▶ Task objective
Reproduce the part of the letter agreement below between "The parties agree" and "this Letter Agreement.", inclusive, without changing a word.

The parties will co-ordinate installation of delivery of their respective
components of Integrated Cath Labs.

Stereotaxis will provide service and support for its components of not less than
three of installations of Integrated Cath Labs for initial periods after
installation to be mutually agreed.

Philips to provide service for Integrated Cath Labs other than at mutually
agreed sites and geographies on commercially reasonable terms.

Stereotaxis' to provide training for a reasonable number of Philips' specialists
in the service of Stereotaxis' components of Integrated Cath Labs.

Stereotaxis to provide a commercially reasonable level of helpdesk service as
backup support for Philips service of Stereotaxis components of Integrated Cath
Labs

8.    OPEN ARCHITECTURE

Philips recognizes that Stereotaxis can integrate with third party X-ray systems
without limitation in the same manner as is comprised in Integrated Cath Labs or
otherwise.

9.    LEGAL FEES AND EXPENSES

Each party shall pay its own fees and expenses in connection with this Letter
Agreement including, without limitation, legal fees and other expenses.

10.   LOGISTICS

Each party intends to ship directly to the customer site in accordance with the
schedule coordinated by the Philips' project manager

The first Integrated Cath Labs will be tested at Philips before shipment to the
customer to assure compatibility

11.   CONFIDENTIALITY

The parties agree that they shall not disclose and shall keep confidential any
information furnished to them by the other party in connection with the alliance
set forth in this Letter Agreement and as elaborated in the mutual Non
Disclosure Agreement between the parties dated January 24th 2003 and will not
make any disclosure in relation to the alliance without the prior written
consent of the other. The parties will mutually agree an announcement regarding
their strategic alliance on signing of this Letter Agreement.

▶ Data rows

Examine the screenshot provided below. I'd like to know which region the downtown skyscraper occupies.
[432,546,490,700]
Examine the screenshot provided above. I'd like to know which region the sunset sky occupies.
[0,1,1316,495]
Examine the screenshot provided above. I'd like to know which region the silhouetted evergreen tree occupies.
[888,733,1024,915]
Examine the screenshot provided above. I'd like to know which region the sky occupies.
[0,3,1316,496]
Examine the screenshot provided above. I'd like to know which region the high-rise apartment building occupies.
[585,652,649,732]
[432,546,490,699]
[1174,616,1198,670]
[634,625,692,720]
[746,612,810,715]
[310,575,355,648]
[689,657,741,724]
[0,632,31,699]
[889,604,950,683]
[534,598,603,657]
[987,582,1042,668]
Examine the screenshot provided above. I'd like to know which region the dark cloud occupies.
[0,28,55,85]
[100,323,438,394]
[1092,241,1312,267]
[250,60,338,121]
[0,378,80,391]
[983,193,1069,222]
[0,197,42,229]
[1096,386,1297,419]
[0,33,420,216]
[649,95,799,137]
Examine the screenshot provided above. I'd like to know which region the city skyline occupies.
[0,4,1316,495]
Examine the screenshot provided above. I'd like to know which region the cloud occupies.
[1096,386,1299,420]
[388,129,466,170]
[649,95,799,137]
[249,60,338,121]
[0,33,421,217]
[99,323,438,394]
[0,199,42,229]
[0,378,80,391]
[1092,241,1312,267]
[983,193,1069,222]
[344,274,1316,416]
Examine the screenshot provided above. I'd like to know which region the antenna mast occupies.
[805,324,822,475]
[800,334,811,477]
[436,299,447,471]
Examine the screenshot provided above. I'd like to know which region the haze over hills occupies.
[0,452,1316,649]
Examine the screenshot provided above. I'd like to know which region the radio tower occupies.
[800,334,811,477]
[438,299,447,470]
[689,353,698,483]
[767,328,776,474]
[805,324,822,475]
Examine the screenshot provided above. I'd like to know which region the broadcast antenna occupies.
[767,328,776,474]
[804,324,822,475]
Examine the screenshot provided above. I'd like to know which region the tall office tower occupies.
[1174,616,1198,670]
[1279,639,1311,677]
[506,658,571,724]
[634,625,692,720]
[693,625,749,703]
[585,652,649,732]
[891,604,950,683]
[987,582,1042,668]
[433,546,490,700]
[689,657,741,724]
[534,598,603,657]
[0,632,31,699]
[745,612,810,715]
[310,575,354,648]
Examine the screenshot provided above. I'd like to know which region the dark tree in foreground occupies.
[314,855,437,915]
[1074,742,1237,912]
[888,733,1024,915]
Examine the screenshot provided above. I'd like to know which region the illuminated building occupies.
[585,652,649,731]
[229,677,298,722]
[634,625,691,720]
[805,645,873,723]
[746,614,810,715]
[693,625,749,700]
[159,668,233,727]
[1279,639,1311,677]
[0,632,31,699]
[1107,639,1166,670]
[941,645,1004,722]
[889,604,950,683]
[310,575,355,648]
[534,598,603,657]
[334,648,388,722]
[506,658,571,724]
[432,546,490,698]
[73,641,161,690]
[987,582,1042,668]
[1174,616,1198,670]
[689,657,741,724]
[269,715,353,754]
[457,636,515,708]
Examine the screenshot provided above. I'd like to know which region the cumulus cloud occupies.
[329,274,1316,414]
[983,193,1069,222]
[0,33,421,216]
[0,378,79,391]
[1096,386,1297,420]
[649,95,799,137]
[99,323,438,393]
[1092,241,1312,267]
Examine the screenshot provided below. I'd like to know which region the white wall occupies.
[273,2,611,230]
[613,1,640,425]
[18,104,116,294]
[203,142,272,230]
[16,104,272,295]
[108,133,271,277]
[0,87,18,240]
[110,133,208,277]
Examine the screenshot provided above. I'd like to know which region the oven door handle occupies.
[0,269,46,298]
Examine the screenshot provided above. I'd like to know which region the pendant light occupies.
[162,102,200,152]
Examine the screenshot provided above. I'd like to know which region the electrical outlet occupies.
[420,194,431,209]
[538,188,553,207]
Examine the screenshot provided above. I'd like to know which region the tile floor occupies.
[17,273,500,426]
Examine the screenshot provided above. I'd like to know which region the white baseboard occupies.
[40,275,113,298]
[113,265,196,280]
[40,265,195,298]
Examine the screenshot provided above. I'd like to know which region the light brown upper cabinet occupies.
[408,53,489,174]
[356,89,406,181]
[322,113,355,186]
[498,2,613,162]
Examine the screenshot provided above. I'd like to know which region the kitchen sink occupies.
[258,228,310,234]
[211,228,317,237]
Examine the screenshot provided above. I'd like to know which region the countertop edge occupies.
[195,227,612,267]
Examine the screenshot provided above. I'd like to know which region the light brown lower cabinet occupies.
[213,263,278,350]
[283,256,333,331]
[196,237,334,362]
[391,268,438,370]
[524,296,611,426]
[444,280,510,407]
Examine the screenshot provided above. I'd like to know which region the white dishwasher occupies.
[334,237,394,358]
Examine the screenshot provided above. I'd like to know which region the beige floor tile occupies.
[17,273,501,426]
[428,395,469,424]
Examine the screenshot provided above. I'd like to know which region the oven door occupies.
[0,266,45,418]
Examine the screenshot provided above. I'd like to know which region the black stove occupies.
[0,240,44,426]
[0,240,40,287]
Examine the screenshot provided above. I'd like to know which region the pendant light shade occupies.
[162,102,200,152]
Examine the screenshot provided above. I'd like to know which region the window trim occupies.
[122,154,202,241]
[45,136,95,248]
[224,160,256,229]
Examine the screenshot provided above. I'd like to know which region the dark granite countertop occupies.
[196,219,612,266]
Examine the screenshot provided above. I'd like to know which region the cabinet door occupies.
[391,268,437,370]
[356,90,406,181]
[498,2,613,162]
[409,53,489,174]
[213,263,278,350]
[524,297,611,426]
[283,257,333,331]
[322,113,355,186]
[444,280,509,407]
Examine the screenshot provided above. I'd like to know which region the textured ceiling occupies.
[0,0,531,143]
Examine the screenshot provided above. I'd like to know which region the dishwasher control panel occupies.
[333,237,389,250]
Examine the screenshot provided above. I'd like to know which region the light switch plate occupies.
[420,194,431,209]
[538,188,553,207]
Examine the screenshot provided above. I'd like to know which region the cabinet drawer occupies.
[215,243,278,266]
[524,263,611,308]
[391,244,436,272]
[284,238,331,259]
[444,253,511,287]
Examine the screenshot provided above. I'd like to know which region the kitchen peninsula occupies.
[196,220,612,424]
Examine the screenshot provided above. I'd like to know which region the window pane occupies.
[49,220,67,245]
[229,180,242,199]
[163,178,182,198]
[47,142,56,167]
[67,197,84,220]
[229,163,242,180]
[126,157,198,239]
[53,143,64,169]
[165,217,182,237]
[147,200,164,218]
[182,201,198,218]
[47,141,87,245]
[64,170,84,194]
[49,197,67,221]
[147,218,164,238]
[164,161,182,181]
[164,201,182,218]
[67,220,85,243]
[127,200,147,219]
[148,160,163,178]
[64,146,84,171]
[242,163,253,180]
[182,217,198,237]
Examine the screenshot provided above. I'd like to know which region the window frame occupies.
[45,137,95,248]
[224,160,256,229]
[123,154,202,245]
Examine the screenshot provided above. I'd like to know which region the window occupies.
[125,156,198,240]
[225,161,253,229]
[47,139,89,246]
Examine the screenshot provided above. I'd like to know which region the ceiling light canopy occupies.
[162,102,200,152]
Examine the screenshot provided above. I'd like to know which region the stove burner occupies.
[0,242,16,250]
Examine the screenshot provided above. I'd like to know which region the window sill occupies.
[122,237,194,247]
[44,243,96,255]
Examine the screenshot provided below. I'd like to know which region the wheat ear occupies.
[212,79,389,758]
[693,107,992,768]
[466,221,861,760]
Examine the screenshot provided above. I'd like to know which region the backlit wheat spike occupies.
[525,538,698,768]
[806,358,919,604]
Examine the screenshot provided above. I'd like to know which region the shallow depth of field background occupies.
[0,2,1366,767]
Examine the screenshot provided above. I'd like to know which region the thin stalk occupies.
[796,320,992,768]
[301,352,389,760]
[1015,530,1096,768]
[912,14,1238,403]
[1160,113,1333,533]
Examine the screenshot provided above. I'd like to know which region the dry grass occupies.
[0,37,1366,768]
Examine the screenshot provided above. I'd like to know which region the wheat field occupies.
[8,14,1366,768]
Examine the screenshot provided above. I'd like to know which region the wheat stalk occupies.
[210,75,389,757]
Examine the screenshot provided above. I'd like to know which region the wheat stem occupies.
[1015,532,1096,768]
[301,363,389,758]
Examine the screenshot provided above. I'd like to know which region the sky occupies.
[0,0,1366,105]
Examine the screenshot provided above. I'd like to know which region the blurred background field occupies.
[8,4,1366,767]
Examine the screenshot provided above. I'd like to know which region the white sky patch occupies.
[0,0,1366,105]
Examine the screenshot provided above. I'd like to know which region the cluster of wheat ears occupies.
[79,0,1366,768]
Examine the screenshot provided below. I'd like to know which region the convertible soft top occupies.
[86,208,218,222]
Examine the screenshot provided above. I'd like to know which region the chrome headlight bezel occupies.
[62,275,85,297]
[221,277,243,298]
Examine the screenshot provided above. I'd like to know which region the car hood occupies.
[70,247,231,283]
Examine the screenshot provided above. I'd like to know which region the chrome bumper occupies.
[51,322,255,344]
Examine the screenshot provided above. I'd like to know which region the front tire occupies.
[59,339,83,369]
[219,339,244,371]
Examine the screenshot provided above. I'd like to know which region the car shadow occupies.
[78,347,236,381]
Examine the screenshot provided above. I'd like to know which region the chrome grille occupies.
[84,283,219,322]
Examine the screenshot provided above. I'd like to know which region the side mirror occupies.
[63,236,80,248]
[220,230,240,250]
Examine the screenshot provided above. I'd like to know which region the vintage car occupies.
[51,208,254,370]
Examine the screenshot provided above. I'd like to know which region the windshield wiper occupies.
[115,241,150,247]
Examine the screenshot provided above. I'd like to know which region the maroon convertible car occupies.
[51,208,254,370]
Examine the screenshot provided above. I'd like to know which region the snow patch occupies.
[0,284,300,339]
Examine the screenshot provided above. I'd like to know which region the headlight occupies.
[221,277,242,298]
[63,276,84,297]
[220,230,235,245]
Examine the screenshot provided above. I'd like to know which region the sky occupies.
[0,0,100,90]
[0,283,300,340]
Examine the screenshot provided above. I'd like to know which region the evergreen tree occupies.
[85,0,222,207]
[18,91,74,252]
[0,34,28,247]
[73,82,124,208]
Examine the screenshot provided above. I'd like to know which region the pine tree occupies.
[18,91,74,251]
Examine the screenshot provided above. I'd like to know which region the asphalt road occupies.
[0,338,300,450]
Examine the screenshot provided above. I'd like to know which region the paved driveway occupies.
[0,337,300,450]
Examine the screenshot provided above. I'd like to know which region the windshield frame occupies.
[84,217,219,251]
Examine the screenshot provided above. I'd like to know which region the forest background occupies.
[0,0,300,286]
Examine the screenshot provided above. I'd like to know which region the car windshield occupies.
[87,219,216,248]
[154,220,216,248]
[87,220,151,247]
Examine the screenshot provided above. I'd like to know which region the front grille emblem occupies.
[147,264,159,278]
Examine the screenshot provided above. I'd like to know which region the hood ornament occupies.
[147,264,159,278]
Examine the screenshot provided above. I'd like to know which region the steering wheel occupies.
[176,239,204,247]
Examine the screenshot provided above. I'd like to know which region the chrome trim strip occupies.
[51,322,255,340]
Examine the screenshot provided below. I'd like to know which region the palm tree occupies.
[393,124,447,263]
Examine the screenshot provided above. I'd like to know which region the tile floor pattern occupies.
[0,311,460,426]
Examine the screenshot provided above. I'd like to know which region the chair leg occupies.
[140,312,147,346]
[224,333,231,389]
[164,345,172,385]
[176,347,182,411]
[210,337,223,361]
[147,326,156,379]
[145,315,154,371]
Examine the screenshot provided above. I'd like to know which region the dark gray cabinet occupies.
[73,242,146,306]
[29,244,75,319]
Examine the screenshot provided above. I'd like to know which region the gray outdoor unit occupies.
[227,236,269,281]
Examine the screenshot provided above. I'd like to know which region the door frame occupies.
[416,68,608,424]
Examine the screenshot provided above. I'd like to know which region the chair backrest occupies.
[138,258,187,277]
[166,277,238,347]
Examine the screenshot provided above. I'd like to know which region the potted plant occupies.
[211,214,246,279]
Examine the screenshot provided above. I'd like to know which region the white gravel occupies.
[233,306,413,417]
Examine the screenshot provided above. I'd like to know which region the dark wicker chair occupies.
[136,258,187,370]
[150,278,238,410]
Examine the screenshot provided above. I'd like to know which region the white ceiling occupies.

▶ Output of the task
The parties agree that they shall not disclose and shall keep confidential any
information furnished to them by the other party in connection with the alliance
set forth in this Letter Agreement and as elaborated in the mutual Non
Disclosure Agreement between the parties dated January 24th 2003 and will not
make any disclosure in relation to the alliance without the prior written
consent of the other. The parties will mutually agree an announcement regarding
their strategic alliance on signing of this Letter Agreement.